Follow the instructions [here](https://huggingface.co/docs/transformers/main/en/model_doc/llama2) to signup with Meta to download the LLaMa-2 model.
Download the model in HuggingFace format from [here] (https://huggingface.co/meta-llama/Llama-2-7b-chat-hf) into ~/gai/models/Llama-2-7b-chat-hf.

In [None]:
### 7. Llama2-7B Text-to-Text Generation

print("GENERATING:")
from gai.gen import Gaigen
from IPython.utils import io
with io.capture_output() as captured:
    gen = Gaigen.GetInstance().load('llama2-transformers')
    response = gen.create(messages=[{'role':'USER','content':'Tell me a one paragraph short story.'},{'role':'ASSISTANT','content':''}],max_new_tokens=100)

● **ENTRIES SHOWN**:
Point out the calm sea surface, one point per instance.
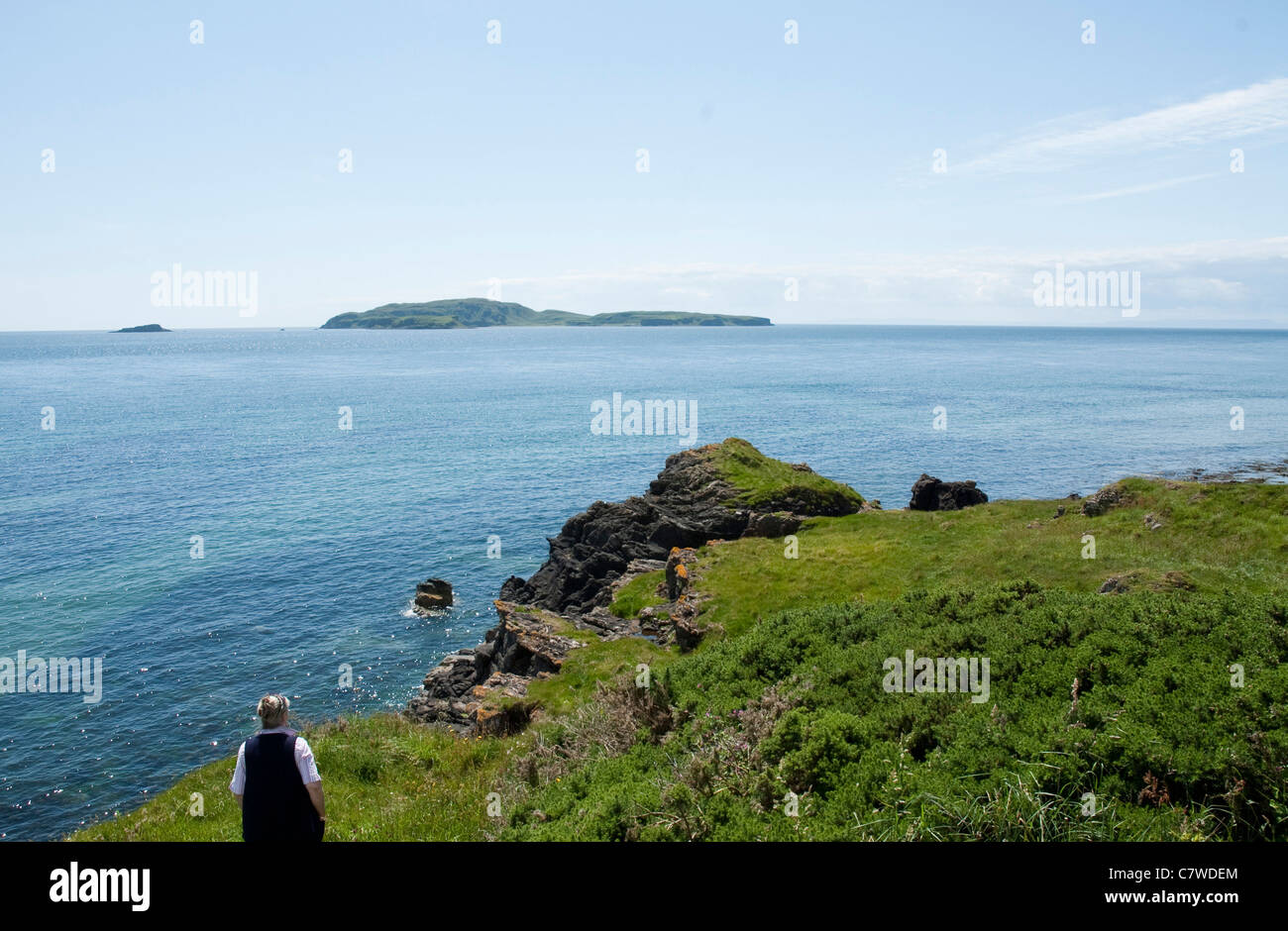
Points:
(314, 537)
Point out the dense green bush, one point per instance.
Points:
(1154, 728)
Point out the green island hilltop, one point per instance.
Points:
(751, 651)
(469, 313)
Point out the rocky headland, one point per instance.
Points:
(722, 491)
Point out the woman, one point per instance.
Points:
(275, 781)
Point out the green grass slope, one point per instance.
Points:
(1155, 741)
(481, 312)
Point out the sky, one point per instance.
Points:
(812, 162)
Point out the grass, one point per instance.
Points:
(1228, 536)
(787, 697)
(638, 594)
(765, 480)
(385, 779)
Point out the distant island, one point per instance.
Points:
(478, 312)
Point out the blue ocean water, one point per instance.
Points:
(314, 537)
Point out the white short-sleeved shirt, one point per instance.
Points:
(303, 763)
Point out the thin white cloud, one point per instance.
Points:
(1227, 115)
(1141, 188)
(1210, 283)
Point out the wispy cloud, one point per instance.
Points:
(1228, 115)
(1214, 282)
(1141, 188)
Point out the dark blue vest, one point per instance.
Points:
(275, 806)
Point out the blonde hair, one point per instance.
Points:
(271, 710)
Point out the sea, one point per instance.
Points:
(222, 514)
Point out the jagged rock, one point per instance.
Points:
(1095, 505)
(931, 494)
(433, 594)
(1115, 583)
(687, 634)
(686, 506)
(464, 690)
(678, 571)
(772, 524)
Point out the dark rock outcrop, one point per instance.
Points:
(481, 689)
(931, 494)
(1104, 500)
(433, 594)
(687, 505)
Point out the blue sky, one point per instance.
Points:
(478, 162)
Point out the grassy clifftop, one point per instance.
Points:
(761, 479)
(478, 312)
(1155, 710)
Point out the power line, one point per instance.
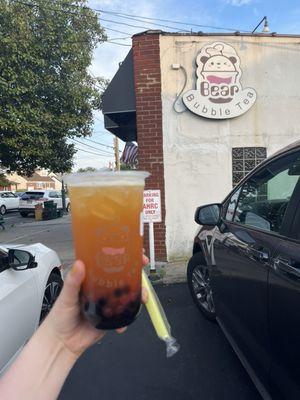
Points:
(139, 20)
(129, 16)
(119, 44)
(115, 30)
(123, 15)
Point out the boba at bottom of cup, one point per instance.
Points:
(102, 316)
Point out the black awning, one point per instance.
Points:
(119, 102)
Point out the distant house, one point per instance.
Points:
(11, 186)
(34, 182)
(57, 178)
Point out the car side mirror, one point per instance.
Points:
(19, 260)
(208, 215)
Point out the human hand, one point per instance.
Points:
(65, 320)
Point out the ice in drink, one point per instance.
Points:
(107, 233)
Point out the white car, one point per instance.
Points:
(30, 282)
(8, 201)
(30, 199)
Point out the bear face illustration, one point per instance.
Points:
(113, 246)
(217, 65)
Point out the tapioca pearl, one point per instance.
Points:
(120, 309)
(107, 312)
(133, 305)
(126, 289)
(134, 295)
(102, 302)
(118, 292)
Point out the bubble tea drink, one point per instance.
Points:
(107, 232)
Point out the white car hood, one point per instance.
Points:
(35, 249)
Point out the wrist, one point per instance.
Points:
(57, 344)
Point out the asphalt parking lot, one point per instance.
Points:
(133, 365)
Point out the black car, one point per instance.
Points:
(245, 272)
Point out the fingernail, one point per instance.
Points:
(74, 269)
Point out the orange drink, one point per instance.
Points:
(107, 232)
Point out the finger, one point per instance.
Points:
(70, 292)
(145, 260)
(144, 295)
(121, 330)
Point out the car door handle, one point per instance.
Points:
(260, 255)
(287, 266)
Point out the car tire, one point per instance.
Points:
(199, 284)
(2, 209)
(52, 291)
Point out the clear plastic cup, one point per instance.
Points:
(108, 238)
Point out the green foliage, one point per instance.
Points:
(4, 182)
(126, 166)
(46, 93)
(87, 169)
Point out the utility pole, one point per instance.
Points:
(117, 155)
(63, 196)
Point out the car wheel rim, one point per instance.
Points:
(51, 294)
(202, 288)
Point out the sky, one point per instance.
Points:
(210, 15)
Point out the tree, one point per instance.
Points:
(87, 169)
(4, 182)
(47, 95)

● **ACTIVITY 1**:
Edit the Llama-2 notebook excerpt from "Download the model" to "gen = Gaigen.GetInstance().load('llama2-transformers')", putting "GaiGen" in place of "Gaigen".
● **ACTIVITY 2**:
Pick up the Llama-2 notebook excerpt after its last line and continue it.

● **EXPECTED ANSWER 1**:
Download the model in HuggingFace format from [here] (https://huggingface.co/meta-llama/Llama-2-7b-chat-hf) into ~/gai/models/Llama-2-7b-chat-hf.

In [None]:
### 7. Llama2-7B Text-to-Text Generation

print("GENERATING:")
from gai.gen import GaiGen
from IPython.utils import io
with io.capture_output() as captured:
    gen = GaiGen.GetInstance().load('llama2-transformers')

● **EXPECTED ANSWER 2**:
print(response.choices[0].message.content,end='',flush=True)

In [None]:
### 8. Llama2-7B Text-to-Text Streaming

print("STREAMING:")
from gai.gen import Gaigen
gen = Gaigen.GetInstance().load('llama2-transformers')
from IPython.utils import io
with io.capture_output() as captured:
    response = gen.create(messages=[{'role':'USER','content':'Tell me a one paragraph short story.'},{'role':'ASSISTANT','content':''}],max_new_tokens=100,stream=True)
for chunk in response:
    print(chunk.choices[0].delta.content,end='',flush=True)

### Llama2 7B GGUF with LlaMaCPP (CPU only)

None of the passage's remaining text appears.